» **Stated task**: Rewrite the stretch from the start of the rows through the line containing "point(125, 102)" as a numbered list, skipping any blank lines. Leave the pictures out.

» **Information shown**:
* * * *

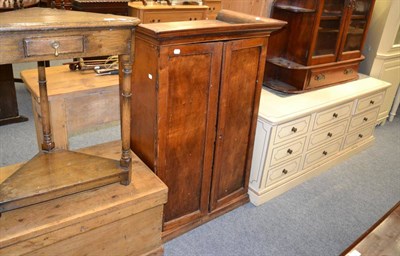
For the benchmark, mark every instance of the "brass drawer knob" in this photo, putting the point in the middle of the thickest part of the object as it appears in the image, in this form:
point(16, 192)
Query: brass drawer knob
point(319, 77)
point(55, 46)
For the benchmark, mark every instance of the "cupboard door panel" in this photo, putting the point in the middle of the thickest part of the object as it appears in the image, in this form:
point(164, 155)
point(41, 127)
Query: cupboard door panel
point(187, 117)
point(238, 107)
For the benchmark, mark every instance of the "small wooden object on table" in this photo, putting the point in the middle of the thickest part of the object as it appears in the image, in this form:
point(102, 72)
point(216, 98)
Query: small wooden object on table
point(39, 34)
point(321, 45)
point(194, 111)
point(72, 95)
point(155, 13)
point(111, 220)
point(214, 6)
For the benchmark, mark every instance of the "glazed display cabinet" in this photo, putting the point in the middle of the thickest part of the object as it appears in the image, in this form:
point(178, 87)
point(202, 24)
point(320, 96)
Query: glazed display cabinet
point(320, 46)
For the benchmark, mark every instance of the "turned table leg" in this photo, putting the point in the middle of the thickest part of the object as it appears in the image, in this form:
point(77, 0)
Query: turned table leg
point(47, 143)
point(125, 102)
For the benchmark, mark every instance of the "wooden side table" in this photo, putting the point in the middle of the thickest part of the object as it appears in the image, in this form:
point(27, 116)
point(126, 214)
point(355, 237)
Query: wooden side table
point(72, 95)
point(40, 34)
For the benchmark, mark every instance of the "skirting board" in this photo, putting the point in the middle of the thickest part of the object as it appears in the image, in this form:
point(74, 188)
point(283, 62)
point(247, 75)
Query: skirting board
point(258, 199)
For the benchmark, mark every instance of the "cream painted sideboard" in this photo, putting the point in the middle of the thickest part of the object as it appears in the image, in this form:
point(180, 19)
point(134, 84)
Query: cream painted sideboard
point(299, 136)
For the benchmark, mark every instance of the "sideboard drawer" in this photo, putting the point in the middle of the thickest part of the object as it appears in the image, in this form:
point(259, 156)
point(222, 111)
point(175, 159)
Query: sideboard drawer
point(322, 153)
point(332, 115)
point(288, 151)
point(369, 102)
point(168, 16)
point(41, 46)
point(359, 135)
point(292, 129)
point(283, 171)
point(363, 119)
point(327, 135)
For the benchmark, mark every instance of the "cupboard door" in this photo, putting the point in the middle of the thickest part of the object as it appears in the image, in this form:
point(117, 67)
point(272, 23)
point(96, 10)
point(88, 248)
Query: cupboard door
point(188, 94)
point(241, 81)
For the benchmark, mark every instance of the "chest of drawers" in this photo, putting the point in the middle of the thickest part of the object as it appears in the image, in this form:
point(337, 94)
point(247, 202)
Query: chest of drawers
point(299, 136)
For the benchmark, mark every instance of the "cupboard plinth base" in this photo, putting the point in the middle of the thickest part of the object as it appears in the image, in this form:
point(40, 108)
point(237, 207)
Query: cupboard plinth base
point(13, 120)
point(170, 234)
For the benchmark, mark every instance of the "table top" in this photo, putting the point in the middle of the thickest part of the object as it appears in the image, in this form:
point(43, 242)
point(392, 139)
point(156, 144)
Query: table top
point(54, 19)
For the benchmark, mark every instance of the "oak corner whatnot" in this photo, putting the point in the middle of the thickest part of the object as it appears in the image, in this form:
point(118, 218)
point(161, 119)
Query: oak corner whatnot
point(41, 34)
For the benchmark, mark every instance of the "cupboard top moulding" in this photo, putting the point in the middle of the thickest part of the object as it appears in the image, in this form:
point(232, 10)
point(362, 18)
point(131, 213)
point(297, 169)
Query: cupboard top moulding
point(41, 34)
point(320, 46)
point(228, 25)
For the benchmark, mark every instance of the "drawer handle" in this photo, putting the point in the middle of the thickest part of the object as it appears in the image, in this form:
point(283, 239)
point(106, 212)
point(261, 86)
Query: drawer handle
point(348, 71)
point(319, 77)
point(55, 46)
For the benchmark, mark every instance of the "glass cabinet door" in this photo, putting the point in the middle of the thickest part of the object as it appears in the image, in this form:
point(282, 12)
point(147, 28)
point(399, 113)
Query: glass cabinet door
point(329, 28)
point(357, 25)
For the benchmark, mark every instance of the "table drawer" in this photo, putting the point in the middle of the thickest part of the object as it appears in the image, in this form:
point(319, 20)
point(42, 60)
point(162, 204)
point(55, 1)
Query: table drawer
point(369, 102)
point(288, 151)
point(322, 77)
point(291, 129)
point(323, 153)
point(41, 46)
point(359, 135)
point(283, 171)
point(327, 135)
point(363, 119)
point(332, 115)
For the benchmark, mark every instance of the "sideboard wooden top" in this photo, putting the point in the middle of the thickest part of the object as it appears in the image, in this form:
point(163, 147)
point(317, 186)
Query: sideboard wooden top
point(227, 22)
point(46, 18)
point(277, 107)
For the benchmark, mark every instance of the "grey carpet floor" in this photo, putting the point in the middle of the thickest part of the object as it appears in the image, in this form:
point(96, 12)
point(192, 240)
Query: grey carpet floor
point(319, 217)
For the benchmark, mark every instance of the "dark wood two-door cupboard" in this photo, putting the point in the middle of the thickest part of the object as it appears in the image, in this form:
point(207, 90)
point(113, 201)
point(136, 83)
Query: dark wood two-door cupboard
point(196, 88)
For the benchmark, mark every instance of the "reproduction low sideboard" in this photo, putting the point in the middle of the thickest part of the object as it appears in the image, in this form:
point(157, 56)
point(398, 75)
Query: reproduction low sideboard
point(299, 136)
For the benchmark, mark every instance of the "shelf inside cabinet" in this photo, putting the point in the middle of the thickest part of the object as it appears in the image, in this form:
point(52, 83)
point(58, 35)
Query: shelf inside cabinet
point(294, 9)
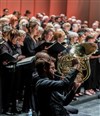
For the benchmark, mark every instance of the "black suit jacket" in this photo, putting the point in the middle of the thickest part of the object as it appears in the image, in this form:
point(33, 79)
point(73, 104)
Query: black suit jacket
point(51, 102)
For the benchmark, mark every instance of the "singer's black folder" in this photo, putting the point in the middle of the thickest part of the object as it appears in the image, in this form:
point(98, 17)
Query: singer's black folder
point(7, 58)
point(11, 60)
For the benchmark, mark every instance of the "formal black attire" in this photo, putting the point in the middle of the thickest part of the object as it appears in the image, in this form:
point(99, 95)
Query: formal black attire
point(9, 78)
point(51, 102)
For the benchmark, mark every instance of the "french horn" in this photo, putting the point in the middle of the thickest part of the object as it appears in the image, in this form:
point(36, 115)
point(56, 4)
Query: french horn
point(78, 53)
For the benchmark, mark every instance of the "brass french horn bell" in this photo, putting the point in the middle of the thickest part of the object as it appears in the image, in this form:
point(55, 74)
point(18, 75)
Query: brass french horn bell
point(80, 52)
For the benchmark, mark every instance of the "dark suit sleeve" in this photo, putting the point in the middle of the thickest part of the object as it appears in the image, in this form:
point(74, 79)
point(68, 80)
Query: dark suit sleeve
point(57, 85)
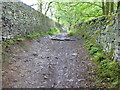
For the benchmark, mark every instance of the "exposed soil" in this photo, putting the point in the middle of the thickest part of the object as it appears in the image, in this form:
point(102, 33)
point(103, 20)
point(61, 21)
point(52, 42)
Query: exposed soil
point(46, 63)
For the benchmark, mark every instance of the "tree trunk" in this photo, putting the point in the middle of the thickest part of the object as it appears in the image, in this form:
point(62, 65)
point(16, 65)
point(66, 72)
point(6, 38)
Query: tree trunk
point(40, 6)
point(111, 6)
point(103, 7)
point(107, 7)
point(118, 5)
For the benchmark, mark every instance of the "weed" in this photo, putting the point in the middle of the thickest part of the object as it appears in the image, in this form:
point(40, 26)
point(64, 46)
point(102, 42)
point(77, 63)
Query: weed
point(53, 31)
point(70, 32)
point(107, 70)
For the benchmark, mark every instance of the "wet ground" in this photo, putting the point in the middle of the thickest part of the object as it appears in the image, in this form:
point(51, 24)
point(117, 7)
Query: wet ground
point(47, 62)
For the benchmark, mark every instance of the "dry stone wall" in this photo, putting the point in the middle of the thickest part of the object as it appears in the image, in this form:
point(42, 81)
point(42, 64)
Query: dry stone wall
point(105, 31)
point(19, 19)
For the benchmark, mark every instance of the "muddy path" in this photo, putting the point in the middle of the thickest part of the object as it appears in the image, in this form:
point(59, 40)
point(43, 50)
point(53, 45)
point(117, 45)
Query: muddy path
point(46, 63)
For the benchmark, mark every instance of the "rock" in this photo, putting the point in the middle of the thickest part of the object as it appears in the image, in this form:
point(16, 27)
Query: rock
point(34, 54)
point(74, 54)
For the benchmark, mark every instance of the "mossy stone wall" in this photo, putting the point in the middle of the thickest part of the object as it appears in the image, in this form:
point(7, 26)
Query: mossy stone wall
point(105, 31)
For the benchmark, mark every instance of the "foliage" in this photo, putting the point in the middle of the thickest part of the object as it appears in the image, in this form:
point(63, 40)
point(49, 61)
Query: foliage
point(71, 32)
point(53, 31)
point(108, 70)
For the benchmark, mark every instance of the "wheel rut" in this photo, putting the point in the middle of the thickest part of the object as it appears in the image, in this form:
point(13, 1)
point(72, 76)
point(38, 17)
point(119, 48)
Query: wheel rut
point(48, 61)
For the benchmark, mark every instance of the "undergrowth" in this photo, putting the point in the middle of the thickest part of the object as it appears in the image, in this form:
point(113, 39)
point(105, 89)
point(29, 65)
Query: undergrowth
point(53, 31)
point(108, 69)
point(71, 32)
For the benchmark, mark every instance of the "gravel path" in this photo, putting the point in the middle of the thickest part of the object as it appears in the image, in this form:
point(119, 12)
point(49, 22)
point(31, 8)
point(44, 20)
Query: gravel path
point(47, 63)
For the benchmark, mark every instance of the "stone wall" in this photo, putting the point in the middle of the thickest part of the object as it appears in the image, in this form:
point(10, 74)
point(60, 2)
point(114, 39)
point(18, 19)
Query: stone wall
point(19, 19)
point(104, 31)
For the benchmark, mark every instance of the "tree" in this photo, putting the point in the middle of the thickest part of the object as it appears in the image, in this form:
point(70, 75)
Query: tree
point(103, 7)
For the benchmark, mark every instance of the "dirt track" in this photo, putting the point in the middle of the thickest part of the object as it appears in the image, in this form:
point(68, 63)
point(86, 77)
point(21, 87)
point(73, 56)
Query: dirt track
point(47, 63)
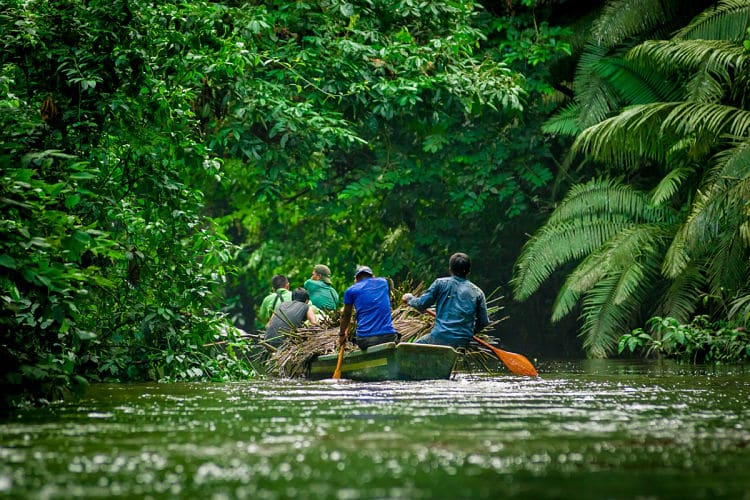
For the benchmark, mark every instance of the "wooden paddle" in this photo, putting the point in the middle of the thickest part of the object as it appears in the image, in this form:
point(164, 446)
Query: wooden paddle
point(516, 363)
point(337, 372)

* * * *

» **Response to this exercise**:
1. For the benchmark, mark every instance of the "brass drawer knob" in this photo, putting the point in the middle of the thickest part of the object as it appears in the image, in this form:
2. point(16, 192)
3. Query: brass drawer knob
4. point(319, 77)
5. point(55, 46)
6. For the benchmark, mark every instance of the "cupboard door panel" in this photo, putting the point in the middle of the thickest part of the object as it appears in the image, in this form:
7. point(164, 155)
8. point(41, 127)
9. Query: cupboard door panel
10. point(187, 117)
11. point(238, 107)
12. For the benchmark, mark every instance of the "small wooden object on table" in this photo, putting the point in the middle of the thickest part of the object as it appears in the image, in this form:
13. point(102, 72)
14. point(216, 98)
15. Query: small wooden object on table
16. point(39, 34)
17. point(321, 45)
18. point(194, 111)
19. point(72, 95)
20. point(155, 13)
21. point(111, 220)
22. point(214, 6)
23. For the benchmark, mark every instance of the "glazed display cabinet" in this photo, putting the point in the middle of the thickest part of the object as it appears in the image, in this form:
24. point(178, 87)
25. point(202, 24)
26. point(320, 96)
27. Query: glazed display cabinet
28. point(320, 46)
29. For the benchmark, mark every instance of the "turned table leg" in this photo, putting the point in the middle of the thickest part of the object as it appears in the image, in this form:
30. point(77, 0)
31. Query: turned table leg
32. point(47, 143)
33. point(125, 102)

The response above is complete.